_What to produce_. From the first line to the last, copy the data below word for word.

_Input for this task_.
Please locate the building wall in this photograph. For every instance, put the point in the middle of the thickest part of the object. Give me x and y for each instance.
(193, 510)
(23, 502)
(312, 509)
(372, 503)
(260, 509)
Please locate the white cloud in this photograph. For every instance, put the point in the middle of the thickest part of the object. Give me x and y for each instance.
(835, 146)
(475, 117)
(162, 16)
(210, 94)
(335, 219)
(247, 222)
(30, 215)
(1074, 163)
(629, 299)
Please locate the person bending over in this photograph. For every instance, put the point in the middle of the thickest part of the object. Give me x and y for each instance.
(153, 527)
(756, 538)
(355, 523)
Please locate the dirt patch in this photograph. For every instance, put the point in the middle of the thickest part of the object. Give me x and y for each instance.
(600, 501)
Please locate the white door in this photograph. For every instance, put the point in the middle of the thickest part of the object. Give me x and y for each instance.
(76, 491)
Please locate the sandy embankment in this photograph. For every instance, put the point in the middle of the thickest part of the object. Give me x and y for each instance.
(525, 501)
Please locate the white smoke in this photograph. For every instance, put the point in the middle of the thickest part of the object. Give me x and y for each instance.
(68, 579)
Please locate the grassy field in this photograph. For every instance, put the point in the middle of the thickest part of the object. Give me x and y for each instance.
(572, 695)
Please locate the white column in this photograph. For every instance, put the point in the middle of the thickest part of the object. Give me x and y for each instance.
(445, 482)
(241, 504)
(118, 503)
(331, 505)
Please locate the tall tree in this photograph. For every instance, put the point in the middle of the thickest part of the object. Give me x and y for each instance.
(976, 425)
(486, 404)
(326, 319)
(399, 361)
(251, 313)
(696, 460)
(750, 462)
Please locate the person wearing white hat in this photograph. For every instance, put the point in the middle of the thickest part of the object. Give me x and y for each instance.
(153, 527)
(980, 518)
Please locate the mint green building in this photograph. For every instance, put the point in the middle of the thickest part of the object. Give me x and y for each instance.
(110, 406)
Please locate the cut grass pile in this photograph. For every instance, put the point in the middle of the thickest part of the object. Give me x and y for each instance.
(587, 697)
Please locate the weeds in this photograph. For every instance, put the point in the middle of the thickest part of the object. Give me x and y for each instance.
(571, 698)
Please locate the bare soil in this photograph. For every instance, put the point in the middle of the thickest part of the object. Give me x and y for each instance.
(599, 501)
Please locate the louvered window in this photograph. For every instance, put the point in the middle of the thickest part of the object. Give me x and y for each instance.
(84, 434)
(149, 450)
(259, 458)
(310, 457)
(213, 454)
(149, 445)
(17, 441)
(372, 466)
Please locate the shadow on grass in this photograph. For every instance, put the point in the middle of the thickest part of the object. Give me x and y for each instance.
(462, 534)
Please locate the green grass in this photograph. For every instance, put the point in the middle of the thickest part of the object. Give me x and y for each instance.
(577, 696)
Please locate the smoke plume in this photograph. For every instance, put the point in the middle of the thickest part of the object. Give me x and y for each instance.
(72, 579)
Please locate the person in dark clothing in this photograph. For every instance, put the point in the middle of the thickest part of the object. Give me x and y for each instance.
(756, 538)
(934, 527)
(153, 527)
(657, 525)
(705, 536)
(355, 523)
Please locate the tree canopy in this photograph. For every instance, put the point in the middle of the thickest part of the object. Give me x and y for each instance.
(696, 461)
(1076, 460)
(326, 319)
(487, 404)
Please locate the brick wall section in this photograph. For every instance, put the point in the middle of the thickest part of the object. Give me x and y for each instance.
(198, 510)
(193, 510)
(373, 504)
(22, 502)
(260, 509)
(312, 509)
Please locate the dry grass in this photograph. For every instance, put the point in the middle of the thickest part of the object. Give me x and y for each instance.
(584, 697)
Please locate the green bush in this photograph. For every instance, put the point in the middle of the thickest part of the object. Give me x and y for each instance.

_Written response_.
Please locate the building wall in this photograph. For every instance, put the point in the middle of the thickest part of the object. Give me x and y for each instance.
(193, 510)
(23, 502)
(312, 509)
(372, 503)
(260, 509)
Please locate the white cloud in this photograph. For every instance, put the point in the middle of the thickest part of the object. Give me x and y for each instance.
(835, 146)
(475, 117)
(162, 16)
(210, 94)
(335, 219)
(247, 222)
(30, 215)
(1074, 163)
(629, 299)
Please locate the person bending over in this photograph. For every instance, put the point in the middle of the thickest part of the object. Give me x and y for each instance.
(153, 527)
(756, 538)
(355, 523)
Please locate the dirt patch in this photograph. For every instance, put the point in the middle of the thickest part of the object. Give me x and y for each instance.
(600, 501)
Please locate the white door in this photograph. For every instance, put the point in the middle of the thickest part of the object. Give me x and y for each instance.
(76, 491)
Please locate the sandy embankment in this photograph. For every instance, put the point in the middle of the thickest part of the object. Give me x and y for each instance.
(525, 501)
Please locate the white smoke in this photograph. For every instance, put the point in the middle of the thickest part of the object. Give me x and y for each instance.
(68, 579)
Please locate the grassy field in this photograph. For every instance, put the point in the middle of the thickest part of the object. Give me x and y for each instance.
(572, 695)
Please locate the white column in this photograph. For every instance, put the point in the middle of the thickest part of the object. Give me x and y for each instance.
(445, 482)
(241, 504)
(118, 503)
(331, 505)
Please locate the tall tree in this photograph. For every instance, put the point in the middle of the thickest part of the object. Give me x and y for each instance.
(976, 425)
(486, 404)
(326, 319)
(399, 361)
(251, 313)
(696, 460)
(750, 462)
Please locate the person wearing white hat in this photograph. For every instance, put the point in the middle of the thickest part of the object. Give me x and y for each instance.
(153, 527)
(980, 518)
Please locate the mint green building in this photograph. For every instance, put the point in the middle of the thickest part of the object. Give me x and y for each instance.
(110, 406)
Please locate the cut grass pile in this photograph. For every instance, put the point in the middle of the thickest part of the object. Give me x and y for each instance.
(587, 697)
Please locate the weeds in this photograph. For every instance, put the point in the middle of the thickest part of the object. Give me x and y for each instance.
(571, 698)
Please locate the bare soil in this photograph. For every instance, put the point in the middle of the thickest part of the object. Give me x and y for each instance.
(599, 501)
Please locate the louvered window in this photograph. For every instance, put the point in the middle of the thickest part of the object. Give me x and y for each instance.
(84, 434)
(149, 450)
(259, 458)
(310, 457)
(213, 454)
(149, 445)
(17, 441)
(372, 466)
Please locate the shadow on grass in this photograph. For every instance, put the point in the middle of the thickest part of the object. Give me x and y for each instance.
(462, 534)
Please locate the green grass in this photograph. For every instance, put the point in the middle of the thickest part of the object. Give me x and y for each instance.
(577, 696)
Please locate the smoke plume in this photograph. For every instance, put the point in the middle of the thickest part of the object. Give me x and y for each instance.
(72, 579)
Please locate the person in dark clothing in this photograph. For every instance, put the point in the middle of the thickest part of the object. Give me x and y for each instance.
(756, 538)
(934, 527)
(153, 527)
(657, 525)
(705, 536)
(355, 523)
Please locate the tree canopy in this photograph. For every instance, put the point in the middle of the thickest part of the object. Give me x and y for each instance.
(696, 461)
(1076, 460)
(326, 319)
(487, 404)
Please locate the brick wall section in this photograph. For every instance, put the point in the middle of the thickest part of the object. Give me x and y for each instance.
(198, 510)
(193, 510)
(373, 504)
(22, 502)
(260, 509)
(312, 509)
Please locate the dry grass in this photograph. For every instance, put the point in the middle of the thickest part of the object. Give me x and y for each instance.
(584, 697)
Please locate the green bush in this photograph. For every instance, put the point in the middle of the thickest part of the object. Give me x and y for each instance.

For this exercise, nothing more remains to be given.